#### [OBJECTIVE]
Pull out every line of the material below that contains the word "target" and copy each one in full.

#### [DATA EXTRACT]
=-=-=-=-=

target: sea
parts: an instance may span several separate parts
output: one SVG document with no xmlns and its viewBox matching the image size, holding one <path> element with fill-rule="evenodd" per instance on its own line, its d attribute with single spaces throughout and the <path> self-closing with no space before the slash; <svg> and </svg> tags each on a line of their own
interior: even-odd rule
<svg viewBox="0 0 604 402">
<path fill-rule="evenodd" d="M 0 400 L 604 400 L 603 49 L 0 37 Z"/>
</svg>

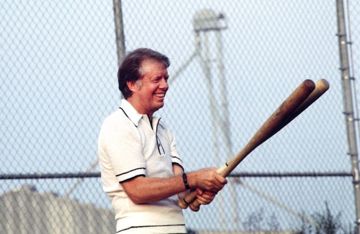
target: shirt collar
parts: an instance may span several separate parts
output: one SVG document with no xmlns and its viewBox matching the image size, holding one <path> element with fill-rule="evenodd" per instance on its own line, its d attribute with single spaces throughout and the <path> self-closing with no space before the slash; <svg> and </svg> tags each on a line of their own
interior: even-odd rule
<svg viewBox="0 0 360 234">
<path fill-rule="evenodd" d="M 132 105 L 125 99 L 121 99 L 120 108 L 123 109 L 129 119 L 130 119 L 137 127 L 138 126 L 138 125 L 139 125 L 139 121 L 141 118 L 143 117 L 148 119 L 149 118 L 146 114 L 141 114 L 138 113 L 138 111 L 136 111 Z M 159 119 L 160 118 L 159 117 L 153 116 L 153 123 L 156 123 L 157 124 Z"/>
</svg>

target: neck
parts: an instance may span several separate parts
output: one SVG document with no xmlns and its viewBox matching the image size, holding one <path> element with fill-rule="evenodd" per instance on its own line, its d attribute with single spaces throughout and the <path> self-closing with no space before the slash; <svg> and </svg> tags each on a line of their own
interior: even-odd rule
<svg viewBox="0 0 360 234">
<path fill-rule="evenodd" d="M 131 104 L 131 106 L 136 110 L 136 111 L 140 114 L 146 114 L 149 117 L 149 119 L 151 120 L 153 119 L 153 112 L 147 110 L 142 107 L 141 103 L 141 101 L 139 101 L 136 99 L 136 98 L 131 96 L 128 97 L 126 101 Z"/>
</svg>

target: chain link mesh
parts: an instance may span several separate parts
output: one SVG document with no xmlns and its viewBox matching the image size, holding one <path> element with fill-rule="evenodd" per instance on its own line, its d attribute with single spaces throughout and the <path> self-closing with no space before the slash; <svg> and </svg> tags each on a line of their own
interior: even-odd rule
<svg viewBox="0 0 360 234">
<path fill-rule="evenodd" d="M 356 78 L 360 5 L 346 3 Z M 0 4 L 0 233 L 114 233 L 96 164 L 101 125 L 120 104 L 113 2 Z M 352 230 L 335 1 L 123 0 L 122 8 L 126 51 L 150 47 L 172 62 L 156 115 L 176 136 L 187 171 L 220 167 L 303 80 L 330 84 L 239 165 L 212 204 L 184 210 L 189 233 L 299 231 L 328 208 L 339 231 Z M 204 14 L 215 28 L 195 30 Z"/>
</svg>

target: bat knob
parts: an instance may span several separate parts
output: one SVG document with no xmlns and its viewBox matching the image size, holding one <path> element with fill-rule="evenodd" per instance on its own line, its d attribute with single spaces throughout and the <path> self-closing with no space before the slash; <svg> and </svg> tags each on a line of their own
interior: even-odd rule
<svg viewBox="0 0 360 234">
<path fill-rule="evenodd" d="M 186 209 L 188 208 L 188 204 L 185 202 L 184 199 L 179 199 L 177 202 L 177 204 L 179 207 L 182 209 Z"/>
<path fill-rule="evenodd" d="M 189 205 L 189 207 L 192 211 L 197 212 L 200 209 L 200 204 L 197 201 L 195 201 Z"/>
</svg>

=-=-=-=-=

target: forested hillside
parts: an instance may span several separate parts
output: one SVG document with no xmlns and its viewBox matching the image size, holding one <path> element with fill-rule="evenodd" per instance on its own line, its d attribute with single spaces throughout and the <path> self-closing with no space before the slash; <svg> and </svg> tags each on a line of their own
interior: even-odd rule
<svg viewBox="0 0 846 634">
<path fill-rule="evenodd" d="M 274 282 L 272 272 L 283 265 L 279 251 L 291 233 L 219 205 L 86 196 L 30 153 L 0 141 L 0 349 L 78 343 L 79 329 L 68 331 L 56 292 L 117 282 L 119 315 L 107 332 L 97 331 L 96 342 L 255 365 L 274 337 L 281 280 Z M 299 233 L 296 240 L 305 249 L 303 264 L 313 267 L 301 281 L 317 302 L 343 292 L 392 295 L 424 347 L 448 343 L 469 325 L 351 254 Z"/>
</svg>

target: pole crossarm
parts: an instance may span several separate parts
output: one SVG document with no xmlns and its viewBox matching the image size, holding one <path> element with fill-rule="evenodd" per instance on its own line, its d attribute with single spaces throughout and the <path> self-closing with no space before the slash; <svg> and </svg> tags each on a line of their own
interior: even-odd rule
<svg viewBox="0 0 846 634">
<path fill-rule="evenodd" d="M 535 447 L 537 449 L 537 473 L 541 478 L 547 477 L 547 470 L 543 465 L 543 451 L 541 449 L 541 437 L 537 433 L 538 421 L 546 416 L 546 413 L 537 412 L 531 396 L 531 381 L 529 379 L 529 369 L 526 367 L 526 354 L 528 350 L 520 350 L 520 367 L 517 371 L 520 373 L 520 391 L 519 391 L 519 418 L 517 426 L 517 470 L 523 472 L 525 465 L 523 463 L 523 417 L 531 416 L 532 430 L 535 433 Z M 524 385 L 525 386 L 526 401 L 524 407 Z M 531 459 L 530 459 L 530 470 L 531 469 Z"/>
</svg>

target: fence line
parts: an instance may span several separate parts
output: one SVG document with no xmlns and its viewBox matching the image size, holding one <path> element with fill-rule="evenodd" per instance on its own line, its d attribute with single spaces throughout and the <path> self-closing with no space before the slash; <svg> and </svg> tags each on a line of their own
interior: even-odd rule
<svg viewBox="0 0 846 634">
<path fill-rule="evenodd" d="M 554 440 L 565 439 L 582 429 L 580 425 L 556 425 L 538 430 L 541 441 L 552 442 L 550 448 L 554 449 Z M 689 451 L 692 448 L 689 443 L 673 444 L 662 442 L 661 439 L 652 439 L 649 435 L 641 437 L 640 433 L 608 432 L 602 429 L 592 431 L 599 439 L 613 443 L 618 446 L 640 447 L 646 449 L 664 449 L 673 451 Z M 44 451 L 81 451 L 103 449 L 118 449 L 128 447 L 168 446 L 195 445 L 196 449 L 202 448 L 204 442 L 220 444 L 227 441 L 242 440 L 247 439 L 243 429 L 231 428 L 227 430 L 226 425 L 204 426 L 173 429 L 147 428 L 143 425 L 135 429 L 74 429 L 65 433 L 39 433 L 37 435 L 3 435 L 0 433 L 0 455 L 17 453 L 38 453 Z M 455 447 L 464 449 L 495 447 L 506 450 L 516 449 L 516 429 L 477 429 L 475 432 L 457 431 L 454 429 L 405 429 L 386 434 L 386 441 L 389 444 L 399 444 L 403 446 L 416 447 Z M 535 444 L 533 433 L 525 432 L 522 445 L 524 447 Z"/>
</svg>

=-=-=-=-=

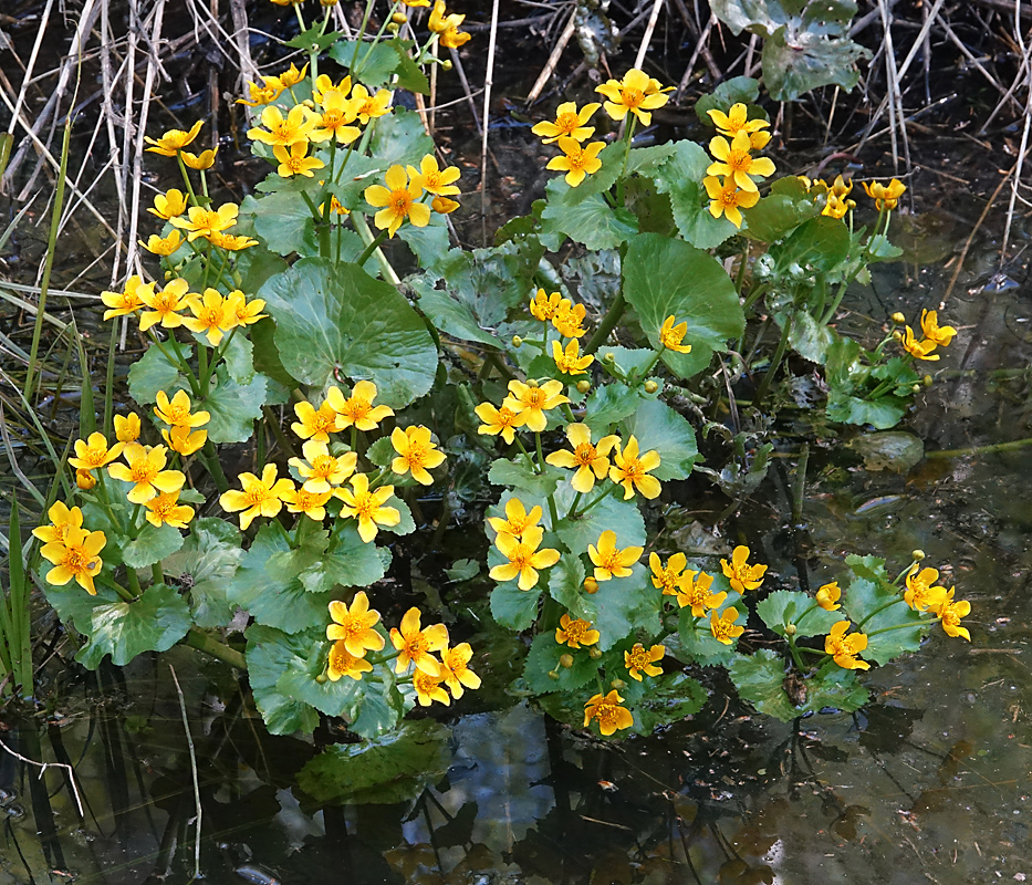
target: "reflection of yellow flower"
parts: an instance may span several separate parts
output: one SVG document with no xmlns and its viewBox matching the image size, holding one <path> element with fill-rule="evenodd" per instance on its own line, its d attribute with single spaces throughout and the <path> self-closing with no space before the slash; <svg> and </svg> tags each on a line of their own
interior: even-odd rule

=-=-=-=-=

#### [COMPLETE RESPONSE]
target: sea
target: shirt collar
target: neck
target: chain link mesh
target: bat knob
target: forested hillside
target: pole crossarm
target: fence line
target: "reflection of yellow flower"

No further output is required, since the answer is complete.